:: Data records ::
________________

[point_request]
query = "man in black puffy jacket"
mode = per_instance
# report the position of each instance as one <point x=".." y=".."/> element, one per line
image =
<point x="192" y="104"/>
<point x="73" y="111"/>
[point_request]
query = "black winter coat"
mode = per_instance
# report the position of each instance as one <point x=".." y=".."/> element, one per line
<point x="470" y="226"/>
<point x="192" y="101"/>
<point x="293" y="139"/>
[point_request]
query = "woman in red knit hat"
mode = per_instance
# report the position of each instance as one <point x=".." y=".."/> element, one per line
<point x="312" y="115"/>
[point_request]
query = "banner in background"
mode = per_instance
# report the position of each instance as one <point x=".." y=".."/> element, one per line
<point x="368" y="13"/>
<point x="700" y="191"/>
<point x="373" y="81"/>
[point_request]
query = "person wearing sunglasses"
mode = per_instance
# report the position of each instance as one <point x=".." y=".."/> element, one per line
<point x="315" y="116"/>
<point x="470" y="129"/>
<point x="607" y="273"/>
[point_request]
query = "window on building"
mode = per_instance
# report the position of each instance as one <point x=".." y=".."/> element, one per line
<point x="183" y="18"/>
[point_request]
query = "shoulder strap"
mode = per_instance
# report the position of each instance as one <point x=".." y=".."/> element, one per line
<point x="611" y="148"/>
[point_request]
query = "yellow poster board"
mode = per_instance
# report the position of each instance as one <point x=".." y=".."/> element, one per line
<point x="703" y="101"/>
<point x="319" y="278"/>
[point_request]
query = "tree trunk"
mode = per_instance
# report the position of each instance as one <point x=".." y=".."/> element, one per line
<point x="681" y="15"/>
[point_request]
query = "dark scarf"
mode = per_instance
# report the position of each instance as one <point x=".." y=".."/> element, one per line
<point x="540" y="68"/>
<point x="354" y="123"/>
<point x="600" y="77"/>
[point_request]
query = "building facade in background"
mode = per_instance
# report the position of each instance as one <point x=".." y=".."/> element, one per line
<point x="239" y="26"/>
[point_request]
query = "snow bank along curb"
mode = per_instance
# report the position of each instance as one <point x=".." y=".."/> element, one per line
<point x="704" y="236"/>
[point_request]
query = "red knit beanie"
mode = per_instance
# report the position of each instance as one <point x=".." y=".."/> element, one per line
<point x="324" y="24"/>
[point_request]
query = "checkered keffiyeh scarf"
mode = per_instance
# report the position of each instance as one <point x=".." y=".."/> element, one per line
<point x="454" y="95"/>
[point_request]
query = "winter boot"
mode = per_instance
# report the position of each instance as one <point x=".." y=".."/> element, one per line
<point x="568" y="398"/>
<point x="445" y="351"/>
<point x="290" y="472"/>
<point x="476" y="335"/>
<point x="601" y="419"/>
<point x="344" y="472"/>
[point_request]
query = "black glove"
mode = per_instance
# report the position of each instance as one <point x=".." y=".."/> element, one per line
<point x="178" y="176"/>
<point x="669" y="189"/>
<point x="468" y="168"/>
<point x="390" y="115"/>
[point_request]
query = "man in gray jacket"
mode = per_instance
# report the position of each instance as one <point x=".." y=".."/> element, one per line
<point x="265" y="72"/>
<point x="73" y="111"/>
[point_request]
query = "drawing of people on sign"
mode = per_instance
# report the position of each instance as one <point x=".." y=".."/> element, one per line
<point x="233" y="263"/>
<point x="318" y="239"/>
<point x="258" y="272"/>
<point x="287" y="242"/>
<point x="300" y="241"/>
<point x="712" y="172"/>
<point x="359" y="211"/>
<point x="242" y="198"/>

________________

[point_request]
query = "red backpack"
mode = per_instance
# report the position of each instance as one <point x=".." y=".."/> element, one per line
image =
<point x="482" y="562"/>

________________

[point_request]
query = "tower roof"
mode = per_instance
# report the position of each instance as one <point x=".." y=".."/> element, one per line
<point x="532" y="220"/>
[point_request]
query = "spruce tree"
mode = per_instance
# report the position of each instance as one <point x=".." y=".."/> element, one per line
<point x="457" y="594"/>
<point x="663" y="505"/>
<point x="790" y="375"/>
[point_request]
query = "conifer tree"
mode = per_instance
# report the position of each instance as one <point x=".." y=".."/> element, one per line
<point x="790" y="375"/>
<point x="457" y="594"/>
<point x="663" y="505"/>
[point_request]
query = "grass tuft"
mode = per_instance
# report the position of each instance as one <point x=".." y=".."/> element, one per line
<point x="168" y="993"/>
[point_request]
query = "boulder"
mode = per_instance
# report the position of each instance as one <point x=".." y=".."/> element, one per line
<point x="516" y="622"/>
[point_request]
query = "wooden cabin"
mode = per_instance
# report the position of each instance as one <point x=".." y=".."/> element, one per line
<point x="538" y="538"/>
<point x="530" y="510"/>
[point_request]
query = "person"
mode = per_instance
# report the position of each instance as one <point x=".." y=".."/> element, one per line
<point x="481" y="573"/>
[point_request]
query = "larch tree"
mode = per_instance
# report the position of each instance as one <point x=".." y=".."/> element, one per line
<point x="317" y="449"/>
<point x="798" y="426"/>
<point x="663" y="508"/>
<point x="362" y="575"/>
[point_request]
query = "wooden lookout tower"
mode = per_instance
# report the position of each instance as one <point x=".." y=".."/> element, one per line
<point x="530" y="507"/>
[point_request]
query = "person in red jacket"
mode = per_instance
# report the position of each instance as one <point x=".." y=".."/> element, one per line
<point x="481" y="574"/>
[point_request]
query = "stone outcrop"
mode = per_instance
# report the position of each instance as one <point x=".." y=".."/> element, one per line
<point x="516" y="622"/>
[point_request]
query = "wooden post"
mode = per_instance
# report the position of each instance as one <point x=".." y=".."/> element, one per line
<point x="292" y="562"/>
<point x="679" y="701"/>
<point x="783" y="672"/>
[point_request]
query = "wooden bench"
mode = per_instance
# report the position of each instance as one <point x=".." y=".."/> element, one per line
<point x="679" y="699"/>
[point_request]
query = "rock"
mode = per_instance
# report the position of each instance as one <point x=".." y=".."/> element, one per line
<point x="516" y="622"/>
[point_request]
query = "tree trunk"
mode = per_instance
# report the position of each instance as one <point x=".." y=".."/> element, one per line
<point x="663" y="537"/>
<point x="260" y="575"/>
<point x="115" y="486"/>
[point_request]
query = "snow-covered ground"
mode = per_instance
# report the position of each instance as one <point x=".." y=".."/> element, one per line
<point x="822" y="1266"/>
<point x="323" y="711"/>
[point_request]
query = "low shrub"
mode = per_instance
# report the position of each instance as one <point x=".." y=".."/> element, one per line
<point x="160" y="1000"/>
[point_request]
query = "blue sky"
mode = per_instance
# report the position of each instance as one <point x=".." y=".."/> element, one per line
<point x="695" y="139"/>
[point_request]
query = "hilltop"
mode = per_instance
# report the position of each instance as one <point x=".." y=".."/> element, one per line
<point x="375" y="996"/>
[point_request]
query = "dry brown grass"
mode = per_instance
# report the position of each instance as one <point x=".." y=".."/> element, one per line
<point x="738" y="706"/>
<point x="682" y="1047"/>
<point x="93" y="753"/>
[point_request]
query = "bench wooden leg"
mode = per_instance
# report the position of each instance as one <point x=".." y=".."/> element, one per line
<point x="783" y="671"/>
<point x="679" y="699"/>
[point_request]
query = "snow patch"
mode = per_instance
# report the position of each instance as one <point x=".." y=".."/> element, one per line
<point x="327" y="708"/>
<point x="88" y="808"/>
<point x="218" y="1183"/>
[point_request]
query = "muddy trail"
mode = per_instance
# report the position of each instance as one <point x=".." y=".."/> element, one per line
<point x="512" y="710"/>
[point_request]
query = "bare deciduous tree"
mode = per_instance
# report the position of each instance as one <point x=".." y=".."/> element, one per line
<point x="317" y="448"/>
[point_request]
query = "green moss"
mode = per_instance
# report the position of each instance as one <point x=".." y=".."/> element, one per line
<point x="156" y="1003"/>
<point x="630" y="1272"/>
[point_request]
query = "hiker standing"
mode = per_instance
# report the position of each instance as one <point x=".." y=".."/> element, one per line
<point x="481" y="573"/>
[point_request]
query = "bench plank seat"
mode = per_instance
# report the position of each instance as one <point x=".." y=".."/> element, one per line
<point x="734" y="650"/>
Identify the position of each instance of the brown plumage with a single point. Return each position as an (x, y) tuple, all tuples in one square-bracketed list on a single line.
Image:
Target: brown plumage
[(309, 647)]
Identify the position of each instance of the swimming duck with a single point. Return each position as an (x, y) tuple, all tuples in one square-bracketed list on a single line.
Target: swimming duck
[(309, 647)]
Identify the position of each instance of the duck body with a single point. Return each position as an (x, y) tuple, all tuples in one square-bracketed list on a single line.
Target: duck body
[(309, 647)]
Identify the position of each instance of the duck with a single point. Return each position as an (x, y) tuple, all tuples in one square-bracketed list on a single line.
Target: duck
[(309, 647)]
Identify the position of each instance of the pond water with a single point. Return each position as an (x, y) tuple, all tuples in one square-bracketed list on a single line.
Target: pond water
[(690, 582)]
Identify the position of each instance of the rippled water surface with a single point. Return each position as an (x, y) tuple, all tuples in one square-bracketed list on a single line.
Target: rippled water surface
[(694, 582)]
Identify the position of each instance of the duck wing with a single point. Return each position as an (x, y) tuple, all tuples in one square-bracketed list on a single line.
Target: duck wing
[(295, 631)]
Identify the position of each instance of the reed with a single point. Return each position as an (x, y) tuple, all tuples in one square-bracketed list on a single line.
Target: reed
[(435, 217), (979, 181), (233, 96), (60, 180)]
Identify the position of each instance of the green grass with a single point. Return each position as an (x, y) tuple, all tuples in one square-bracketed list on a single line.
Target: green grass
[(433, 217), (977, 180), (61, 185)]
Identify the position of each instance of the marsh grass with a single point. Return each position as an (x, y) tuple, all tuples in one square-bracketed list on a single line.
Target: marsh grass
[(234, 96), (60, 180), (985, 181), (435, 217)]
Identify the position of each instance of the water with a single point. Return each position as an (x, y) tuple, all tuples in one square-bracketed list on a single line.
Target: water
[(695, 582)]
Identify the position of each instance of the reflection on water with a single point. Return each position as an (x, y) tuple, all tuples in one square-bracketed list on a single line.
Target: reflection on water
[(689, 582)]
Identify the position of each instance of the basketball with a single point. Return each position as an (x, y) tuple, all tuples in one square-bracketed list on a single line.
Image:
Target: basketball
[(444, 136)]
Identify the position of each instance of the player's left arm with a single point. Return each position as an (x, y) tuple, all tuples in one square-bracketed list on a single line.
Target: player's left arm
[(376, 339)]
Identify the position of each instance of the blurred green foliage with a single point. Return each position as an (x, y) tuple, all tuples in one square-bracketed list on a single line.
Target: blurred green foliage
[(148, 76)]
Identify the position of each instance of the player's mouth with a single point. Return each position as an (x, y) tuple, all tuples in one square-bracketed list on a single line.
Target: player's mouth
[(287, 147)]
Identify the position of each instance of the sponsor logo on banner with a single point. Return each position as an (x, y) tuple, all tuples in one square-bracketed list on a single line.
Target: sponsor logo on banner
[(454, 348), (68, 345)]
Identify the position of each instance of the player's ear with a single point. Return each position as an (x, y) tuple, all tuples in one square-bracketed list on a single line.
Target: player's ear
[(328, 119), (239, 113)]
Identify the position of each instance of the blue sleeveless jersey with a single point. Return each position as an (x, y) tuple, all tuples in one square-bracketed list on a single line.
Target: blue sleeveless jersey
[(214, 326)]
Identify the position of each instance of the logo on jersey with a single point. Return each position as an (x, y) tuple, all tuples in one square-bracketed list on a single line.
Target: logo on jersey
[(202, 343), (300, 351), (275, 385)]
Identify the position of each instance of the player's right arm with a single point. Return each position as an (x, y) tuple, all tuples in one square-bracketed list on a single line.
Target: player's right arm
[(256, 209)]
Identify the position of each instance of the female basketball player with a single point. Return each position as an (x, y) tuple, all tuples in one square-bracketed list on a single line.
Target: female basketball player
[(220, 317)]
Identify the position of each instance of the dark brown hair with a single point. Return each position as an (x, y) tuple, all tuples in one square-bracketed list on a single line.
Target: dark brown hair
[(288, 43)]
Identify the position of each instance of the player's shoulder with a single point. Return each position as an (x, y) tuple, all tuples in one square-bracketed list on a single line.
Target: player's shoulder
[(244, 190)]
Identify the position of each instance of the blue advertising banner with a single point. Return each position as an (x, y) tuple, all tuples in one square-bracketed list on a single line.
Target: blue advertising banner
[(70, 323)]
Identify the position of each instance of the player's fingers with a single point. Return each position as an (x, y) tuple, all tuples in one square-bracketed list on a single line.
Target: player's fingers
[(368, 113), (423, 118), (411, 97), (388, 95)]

________________

:: The problem ::
Each line of the entries above that includes the string "knit" should be copied out.

:: Result ::
query = "woman in red knit hat"
query = "red knit beanie"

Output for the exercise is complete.